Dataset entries

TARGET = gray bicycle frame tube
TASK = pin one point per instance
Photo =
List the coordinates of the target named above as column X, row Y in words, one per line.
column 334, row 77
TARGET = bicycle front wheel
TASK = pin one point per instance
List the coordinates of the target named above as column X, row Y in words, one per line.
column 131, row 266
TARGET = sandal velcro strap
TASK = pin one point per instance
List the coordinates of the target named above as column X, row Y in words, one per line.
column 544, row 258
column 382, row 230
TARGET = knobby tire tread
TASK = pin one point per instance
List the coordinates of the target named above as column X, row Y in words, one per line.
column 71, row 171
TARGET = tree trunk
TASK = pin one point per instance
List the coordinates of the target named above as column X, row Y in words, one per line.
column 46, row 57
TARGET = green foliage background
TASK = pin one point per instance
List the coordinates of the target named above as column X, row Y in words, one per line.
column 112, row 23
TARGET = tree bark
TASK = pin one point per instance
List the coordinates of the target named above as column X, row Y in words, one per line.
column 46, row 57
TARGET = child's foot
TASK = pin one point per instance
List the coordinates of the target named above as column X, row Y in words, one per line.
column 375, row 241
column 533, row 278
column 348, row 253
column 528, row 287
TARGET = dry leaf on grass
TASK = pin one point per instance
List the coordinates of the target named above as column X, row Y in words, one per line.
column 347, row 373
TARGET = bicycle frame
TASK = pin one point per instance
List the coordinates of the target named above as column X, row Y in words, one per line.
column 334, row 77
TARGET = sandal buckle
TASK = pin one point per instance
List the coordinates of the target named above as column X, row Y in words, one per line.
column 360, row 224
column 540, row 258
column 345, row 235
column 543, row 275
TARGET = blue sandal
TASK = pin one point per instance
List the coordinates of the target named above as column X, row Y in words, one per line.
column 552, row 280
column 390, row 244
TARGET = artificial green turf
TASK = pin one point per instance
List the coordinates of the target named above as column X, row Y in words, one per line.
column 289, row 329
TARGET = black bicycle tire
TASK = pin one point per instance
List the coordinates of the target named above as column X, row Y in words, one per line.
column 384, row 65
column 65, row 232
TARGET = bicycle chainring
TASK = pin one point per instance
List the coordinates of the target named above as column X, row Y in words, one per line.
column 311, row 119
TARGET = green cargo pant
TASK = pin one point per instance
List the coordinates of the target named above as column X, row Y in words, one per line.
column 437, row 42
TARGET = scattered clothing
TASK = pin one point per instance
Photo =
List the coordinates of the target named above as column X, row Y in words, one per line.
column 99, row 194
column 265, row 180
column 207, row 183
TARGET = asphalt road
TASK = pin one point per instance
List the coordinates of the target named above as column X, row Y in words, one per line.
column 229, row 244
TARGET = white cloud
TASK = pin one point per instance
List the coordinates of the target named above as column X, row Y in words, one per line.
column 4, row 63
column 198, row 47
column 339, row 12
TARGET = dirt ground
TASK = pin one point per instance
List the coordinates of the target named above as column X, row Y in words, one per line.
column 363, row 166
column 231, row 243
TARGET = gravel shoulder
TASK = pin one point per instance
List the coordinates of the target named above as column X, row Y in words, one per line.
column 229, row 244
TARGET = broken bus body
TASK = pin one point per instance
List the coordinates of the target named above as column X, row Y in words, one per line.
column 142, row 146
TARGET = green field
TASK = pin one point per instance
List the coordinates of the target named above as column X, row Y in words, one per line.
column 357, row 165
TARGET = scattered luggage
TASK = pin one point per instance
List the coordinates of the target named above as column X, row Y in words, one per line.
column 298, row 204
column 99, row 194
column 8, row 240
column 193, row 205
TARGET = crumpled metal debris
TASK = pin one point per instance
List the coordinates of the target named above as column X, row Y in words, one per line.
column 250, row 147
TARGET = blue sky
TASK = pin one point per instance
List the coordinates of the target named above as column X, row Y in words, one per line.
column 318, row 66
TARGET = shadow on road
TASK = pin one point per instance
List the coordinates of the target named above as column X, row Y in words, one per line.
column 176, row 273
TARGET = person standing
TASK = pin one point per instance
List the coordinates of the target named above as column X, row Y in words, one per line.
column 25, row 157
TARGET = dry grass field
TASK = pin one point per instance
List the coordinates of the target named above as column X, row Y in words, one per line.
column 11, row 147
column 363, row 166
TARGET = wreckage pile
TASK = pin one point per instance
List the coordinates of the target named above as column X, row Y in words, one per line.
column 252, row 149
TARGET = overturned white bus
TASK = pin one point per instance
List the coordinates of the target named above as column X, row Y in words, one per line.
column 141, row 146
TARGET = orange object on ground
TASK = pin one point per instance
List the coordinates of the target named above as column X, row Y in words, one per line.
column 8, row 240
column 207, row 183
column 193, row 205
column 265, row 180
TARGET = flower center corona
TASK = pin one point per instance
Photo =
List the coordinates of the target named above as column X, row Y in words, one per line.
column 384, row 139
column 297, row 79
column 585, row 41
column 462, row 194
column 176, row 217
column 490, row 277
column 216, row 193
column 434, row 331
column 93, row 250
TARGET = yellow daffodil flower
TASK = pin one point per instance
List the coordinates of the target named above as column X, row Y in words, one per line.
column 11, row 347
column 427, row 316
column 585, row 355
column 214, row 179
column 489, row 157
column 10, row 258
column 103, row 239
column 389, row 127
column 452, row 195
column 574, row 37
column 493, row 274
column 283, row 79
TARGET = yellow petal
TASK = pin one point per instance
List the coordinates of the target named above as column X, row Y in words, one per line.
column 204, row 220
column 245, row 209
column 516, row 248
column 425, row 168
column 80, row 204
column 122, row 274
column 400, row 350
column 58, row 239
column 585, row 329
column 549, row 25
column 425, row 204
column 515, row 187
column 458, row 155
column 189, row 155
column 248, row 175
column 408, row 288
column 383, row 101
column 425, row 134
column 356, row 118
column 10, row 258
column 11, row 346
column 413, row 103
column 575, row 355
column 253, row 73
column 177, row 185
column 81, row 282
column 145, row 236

● Work required:
Please determine how many lines of the records above contain "flower", and state that number only.

● Answer section:
2